2019年の10月1日から、生活必需品以外への消費税10パーセントが実施されました。
同じくして2019年10月から「年金生活者支援給付金制度」が始まりました。
これは、消費税の引き上げ分を活用して、年金やその他の所得が一定の金額以下の方に支給される制度です。
物価高が続く中、少しでも年金に上乗せする給付金があれば家計が助かるのではないでしょうか。
今回は、生活の助けになる「年金生活者支援給付金」についてみていきます。
国民年金保険料を40年間全額免除だった場合、老齢基礎年金をいくら受給できるか
年金生活者支援給付金の対象者とは
年金生活者支援給付金の対象となる年金は、老齢基礎年金・障害基礎年金・遺族基礎年金の3つです。
老齢基礎年金・障害基礎年金・遺族基礎年金の年金によって、受けられる要件や受け取れる金額が異なります。
例:各年金で給付対象となる収入や所得
・ 老齢基礎年金…前年の公的年金収入とその他の所得との合計金額が88万1,200円以下
・ 障害基礎年金…前年の所得が、4,72万1,000円以下
・ 遺族基礎年金…前年の所得が、4,72万1,000円以下
老齢基礎年金の収入額に、障害年金や遺族年金等の非課税収入は含まれません。
障害基礎年金と遺族基礎年金の場合、障害年金や遺族年金等の非課税収入は前年の所得に含まれず、扶養親族などの人数に応じて、所得金額の上限があがります。
それぞれ1か月あたりの収入や所得に換算すると、老齢基礎年金は約7万3,433円、障害基礎年金・遺族基礎年金は約39万3,416円になります。
障害基礎年金と遺族基礎年金を受け取っている方には、年金収入だけではなく、働いて収入を得ている方もいるかと思います。
そのような方でも、働いて得た金額が一定以下である場合は、対象者になります。
ひと月あたりの金額が給付対象になる収入や所得より下がっており、1年間上がる見込みがない場合は、その次の年に年金生活者支援給付金の対象者になる可能性があります。
頭の片隅に置いておくことで、ある日突然届く給付金の書類や手続きに戸惑いません。
また、給付額は毎年度、物価変動による改定がありますので、物価が上がっても安心な制度であると言えます。
老齢基礎年金・障害基礎年金・遺族基礎年金の支給要件
支給要件については、所得などの金額的な支給要件以外にも要件があります。

| 提示データ |

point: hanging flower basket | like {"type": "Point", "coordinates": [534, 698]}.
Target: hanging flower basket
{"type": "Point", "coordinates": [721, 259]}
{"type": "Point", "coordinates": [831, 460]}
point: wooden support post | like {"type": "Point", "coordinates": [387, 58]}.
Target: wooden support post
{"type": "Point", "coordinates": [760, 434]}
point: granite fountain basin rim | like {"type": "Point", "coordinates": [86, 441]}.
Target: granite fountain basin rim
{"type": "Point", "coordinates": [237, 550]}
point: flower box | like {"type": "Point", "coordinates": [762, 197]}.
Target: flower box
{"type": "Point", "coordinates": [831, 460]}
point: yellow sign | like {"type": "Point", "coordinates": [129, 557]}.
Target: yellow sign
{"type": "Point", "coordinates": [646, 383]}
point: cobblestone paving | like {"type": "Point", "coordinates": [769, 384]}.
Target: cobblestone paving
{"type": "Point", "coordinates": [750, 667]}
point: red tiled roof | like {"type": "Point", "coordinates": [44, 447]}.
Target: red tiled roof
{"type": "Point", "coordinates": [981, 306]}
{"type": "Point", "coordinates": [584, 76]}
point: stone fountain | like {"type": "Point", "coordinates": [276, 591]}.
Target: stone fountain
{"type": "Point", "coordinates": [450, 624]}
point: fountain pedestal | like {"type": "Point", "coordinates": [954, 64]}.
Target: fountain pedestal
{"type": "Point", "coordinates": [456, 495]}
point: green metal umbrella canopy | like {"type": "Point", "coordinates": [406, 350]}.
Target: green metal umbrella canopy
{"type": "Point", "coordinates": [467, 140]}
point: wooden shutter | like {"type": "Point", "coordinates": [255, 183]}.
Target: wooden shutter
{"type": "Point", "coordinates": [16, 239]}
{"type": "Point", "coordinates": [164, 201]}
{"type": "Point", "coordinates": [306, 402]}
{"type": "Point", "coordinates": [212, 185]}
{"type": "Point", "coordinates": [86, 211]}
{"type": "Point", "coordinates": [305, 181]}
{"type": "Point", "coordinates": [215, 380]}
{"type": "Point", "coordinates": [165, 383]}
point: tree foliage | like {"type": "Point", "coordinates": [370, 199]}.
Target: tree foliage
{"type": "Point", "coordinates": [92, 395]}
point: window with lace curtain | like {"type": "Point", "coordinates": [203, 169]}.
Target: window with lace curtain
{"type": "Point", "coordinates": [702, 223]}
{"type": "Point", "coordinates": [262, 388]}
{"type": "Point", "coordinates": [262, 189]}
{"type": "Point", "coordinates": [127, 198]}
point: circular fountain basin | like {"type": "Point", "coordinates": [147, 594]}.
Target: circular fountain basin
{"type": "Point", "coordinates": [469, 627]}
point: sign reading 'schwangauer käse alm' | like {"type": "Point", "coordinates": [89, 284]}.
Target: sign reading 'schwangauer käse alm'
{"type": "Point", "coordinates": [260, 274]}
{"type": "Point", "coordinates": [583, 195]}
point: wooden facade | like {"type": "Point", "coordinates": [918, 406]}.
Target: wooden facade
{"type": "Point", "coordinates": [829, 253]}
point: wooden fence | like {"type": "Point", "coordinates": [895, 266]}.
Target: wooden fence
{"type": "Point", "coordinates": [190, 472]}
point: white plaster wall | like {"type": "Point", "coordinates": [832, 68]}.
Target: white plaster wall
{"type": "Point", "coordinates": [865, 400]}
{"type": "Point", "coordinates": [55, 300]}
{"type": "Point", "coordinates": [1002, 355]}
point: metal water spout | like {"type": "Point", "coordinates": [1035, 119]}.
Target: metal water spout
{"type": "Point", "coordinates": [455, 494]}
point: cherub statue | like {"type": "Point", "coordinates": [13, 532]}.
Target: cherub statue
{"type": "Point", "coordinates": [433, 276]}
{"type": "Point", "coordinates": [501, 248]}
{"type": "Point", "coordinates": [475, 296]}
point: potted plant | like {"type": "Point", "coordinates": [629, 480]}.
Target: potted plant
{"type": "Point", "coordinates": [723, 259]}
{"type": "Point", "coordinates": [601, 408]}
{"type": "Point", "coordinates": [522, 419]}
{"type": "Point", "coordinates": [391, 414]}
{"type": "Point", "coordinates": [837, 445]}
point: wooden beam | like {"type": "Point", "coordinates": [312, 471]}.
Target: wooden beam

| 課題と練習 |
a) 年金生活者支援給付金の文章から、給付金の対象となる年金をすべて挙げること。
b) 年金生活者支援給付金の文章の続きを、最後の文の後から書いてください。
データは年金生活者支援給付金の文章とは別の資料です。

| 解答例 |
a) 老齢基礎年金、障害基礎年金、遺族基礎年金

b)
老齢基礎年金の場合は、
- 同一世帯の全員が市町村民税非課税で、
- 65歳以上の老齢基礎年金受給者の方となります。
障害基礎年金と遺族基礎年金の場合は、シンプルにその基礎年金の受給者であることとなります。
障害基礎年金や遺族基礎年金では同一世帯の方の課税状況によらないため、自分の支給要件がそろえば受給することができます。
給付金を受け取るには
前年度の所得が下がり支給要件に当てはまった方には、日本年金機構から簡易な「年金生活者支援給付金請求書」が届きます。
請求書に、氏名などを記入し、返送すれば手続きは完了です。
1度受給手続きを行った方で、翌年以降も支給要件に当てはまる場合は、再度の手続きは必要ありません。
支給要件に当てはまらなくなった場合は「年金生活者支援給付金不該当通知書」が届きます。
給付金の手続きで注意したい点は、
- 年金生活者支援給付金請求書を詐欺だと思い手続きをしていない、
- もしくは日本年金機構の職員などと名乗る不審な電話や訪問を受けているなどの問題が起きる可能性があることです。
身内に給付要件を満たしている方がいる場合は、1度本人に給付金を受け取れているか、年金関連で電話で口座番号や暗証番号を聞かれていないかを確認することをおすすめします。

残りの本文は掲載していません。